# Task description:
Please locate each line in the listing below that contains the word "woman", and copy those lines out in full.

....................

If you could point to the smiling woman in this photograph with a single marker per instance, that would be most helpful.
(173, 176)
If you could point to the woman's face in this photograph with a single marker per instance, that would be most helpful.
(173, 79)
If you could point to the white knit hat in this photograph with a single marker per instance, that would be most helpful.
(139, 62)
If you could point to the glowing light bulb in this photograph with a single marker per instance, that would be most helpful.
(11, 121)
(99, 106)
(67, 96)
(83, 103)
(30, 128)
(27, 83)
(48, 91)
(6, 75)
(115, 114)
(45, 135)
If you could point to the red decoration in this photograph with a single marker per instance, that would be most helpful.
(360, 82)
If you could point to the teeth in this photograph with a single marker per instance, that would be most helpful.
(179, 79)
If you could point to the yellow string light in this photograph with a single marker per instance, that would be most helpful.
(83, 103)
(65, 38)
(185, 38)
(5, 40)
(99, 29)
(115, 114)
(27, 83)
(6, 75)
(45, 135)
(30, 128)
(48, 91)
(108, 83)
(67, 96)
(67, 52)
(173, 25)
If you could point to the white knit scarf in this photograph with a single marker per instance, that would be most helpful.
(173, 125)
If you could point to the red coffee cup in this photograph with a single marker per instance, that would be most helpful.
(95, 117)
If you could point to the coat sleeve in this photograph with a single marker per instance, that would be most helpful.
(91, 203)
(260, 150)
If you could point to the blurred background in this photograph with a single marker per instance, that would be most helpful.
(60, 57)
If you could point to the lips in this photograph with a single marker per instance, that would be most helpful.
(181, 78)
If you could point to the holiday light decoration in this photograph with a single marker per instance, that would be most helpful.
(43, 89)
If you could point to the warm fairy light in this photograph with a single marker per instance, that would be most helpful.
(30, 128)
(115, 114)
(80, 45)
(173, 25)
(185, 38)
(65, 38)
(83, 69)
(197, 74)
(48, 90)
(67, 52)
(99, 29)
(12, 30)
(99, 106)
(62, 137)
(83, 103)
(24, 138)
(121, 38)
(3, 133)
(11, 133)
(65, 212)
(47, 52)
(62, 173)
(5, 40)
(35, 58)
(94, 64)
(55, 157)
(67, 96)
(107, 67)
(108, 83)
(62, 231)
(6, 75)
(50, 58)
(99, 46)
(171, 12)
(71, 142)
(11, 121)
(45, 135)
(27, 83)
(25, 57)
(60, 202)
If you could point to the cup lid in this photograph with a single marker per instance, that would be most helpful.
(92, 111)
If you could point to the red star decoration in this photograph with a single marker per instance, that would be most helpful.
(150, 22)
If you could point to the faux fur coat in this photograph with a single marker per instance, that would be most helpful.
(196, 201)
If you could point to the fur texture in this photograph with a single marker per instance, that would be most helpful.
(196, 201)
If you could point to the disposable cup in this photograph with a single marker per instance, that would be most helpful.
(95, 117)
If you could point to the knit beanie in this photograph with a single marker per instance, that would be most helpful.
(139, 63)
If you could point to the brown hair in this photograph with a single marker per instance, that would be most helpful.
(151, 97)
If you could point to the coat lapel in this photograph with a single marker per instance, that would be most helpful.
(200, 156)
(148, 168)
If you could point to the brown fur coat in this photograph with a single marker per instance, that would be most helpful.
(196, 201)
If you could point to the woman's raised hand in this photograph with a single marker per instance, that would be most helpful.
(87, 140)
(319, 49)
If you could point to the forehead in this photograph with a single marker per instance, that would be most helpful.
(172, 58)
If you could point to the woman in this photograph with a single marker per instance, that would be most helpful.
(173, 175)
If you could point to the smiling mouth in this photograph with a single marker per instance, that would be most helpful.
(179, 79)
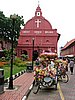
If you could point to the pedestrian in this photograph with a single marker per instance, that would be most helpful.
(71, 65)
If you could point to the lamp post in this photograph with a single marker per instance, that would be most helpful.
(13, 17)
(32, 52)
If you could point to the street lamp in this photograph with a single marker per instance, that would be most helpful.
(13, 17)
(32, 52)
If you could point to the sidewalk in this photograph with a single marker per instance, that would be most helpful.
(21, 84)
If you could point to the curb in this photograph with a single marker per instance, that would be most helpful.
(15, 76)
(28, 92)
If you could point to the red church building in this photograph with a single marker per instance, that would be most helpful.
(39, 28)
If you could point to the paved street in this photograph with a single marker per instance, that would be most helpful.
(66, 91)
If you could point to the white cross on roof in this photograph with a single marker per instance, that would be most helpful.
(37, 22)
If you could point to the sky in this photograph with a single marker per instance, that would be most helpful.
(60, 13)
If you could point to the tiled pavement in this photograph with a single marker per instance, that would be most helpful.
(21, 84)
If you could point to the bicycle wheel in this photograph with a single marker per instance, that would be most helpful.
(36, 87)
(64, 78)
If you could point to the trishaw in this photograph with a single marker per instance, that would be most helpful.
(45, 74)
(62, 75)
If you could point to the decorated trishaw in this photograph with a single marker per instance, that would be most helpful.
(45, 72)
(62, 75)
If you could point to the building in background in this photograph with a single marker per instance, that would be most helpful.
(69, 49)
(45, 38)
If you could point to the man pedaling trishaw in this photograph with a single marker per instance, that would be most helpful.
(45, 72)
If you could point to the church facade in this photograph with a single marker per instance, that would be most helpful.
(39, 29)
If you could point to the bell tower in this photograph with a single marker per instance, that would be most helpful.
(38, 11)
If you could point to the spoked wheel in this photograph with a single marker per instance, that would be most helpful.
(65, 78)
(36, 87)
(56, 82)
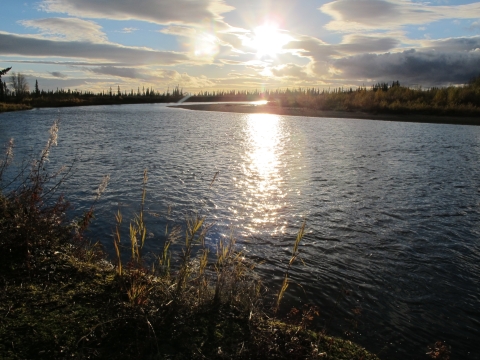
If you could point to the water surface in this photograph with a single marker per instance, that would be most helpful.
(392, 209)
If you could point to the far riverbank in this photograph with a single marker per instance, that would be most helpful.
(298, 111)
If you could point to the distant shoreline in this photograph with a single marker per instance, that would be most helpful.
(295, 111)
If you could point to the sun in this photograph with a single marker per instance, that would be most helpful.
(268, 40)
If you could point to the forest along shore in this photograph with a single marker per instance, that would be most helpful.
(300, 111)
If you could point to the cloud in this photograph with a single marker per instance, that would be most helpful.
(67, 29)
(428, 68)
(125, 72)
(178, 30)
(351, 15)
(352, 44)
(58, 74)
(128, 30)
(12, 44)
(290, 71)
(155, 11)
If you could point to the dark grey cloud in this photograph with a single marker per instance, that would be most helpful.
(420, 67)
(156, 11)
(11, 44)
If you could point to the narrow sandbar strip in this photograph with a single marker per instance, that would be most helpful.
(293, 111)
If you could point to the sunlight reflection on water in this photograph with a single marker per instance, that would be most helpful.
(262, 179)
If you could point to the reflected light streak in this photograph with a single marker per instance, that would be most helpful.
(262, 162)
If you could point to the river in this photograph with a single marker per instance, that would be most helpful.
(392, 249)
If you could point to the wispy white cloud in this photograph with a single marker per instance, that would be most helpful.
(352, 15)
(155, 11)
(67, 29)
(14, 44)
(128, 30)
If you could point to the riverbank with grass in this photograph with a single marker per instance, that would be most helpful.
(62, 298)
(309, 112)
(5, 107)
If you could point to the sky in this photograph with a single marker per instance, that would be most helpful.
(209, 45)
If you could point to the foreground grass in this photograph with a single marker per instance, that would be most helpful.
(60, 298)
(62, 307)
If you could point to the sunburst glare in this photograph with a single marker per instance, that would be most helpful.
(268, 40)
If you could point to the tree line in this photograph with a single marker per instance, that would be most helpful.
(381, 97)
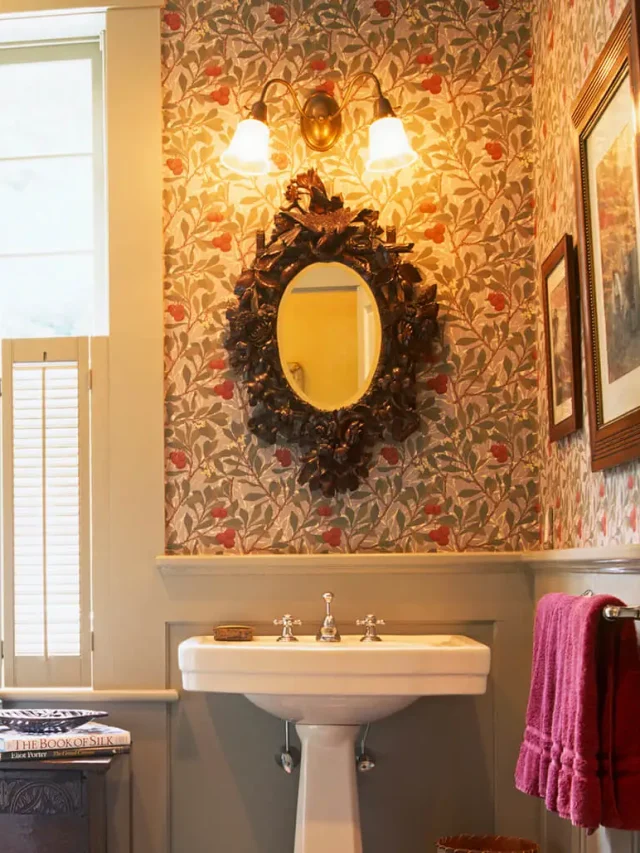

....................

# The reply:
If you could point to the smiling woman in this photograph with a single marker per instance, that would be most helpful.
If you could point to the woman's face in this photograph with a single marker per instance, that would be most helpful.
If you could point to the woman's raised hand in this photograph with a single marker per instance, that would be most helpful.
If you could point to the woman in this photograph with a single marker per instance, that would be most helpful.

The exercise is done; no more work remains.